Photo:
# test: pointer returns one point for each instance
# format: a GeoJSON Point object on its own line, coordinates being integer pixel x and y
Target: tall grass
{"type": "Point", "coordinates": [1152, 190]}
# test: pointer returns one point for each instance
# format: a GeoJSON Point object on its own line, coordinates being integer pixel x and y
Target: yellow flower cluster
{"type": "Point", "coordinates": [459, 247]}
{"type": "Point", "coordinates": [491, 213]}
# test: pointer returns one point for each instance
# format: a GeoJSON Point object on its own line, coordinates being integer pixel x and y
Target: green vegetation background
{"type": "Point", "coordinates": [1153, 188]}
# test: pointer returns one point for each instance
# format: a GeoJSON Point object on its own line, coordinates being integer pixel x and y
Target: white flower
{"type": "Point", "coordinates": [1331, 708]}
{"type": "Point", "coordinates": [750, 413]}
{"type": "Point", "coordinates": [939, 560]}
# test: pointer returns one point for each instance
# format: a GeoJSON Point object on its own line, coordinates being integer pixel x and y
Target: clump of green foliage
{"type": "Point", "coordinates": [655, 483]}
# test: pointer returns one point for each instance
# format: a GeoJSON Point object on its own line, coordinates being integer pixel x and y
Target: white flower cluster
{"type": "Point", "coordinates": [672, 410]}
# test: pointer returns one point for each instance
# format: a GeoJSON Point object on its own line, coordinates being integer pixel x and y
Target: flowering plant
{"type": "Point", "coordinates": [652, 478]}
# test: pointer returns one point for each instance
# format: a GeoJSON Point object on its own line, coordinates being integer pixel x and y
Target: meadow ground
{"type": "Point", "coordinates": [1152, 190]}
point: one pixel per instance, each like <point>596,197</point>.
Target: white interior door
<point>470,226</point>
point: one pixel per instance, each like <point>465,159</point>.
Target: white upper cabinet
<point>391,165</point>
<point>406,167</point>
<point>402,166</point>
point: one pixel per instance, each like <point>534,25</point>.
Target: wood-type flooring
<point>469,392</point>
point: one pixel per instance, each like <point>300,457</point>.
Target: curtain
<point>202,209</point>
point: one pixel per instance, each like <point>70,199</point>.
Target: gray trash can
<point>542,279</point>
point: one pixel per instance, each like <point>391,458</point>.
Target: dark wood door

··········

- [Work to be completed]:
Filter the records above down to the lines containing "like".

- [Task output]:
point: one pixel per instance, each like <point>596,197</point>.
point: one pixel per instance, each like <point>465,159</point>.
point: one pixel per instance, each like <point>534,25</point>.
point: one pixel per instance, each like <point>300,457</point>.
point: one pixel per instance, each like <point>70,199</point>.
point: one pixel per instance, each like <point>391,458</point>.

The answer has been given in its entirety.